**What the task requires**. Without the pictures, repeat all of the data exactly as it appears below.

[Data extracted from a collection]
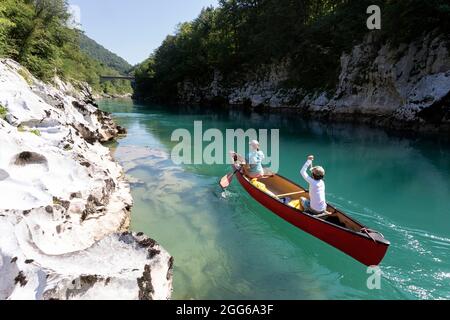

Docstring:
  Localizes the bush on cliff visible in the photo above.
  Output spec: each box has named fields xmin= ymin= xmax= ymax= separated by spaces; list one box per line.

xmin=0 ymin=104 xmax=7 ymax=120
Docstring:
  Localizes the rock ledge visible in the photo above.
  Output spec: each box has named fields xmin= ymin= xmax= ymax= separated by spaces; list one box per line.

xmin=0 ymin=59 xmax=172 ymax=300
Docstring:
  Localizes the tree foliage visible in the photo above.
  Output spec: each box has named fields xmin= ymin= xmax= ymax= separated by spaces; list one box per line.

xmin=135 ymin=0 xmax=450 ymax=101
xmin=0 ymin=0 xmax=131 ymax=94
xmin=79 ymin=33 xmax=132 ymax=75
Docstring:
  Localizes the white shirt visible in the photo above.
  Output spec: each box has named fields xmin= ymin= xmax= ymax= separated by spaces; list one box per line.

xmin=300 ymin=160 xmax=327 ymax=212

**Response to the exercise**.
Docstring:
  Localizes the bush on cliff visible in the photo above.
  Output spec: each box has named fields xmin= ymin= xmax= ymax= separated by spaces; list one box per line.

xmin=0 ymin=104 xmax=7 ymax=120
Docstring:
  Localizes the rock ledge visible in the photo above.
  Output spec: each box has named fields xmin= ymin= xmax= ymax= separated by spaces; list one box per line.

xmin=0 ymin=59 xmax=172 ymax=300
Docstring:
  Localizes the tree foliage visible in the photo above.
  Output spec: each box has named fields xmin= ymin= xmax= ymax= separated by spaces; list one box per line.

xmin=135 ymin=0 xmax=450 ymax=101
xmin=0 ymin=0 xmax=131 ymax=94
xmin=79 ymin=33 xmax=132 ymax=75
Docstring:
  Localizes the white shirt visible in the photo above.
  Output spec: each box has named fields xmin= ymin= xmax= ymax= separated by spaces; list one box per line.

xmin=300 ymin=160 xmax=327 ymax=212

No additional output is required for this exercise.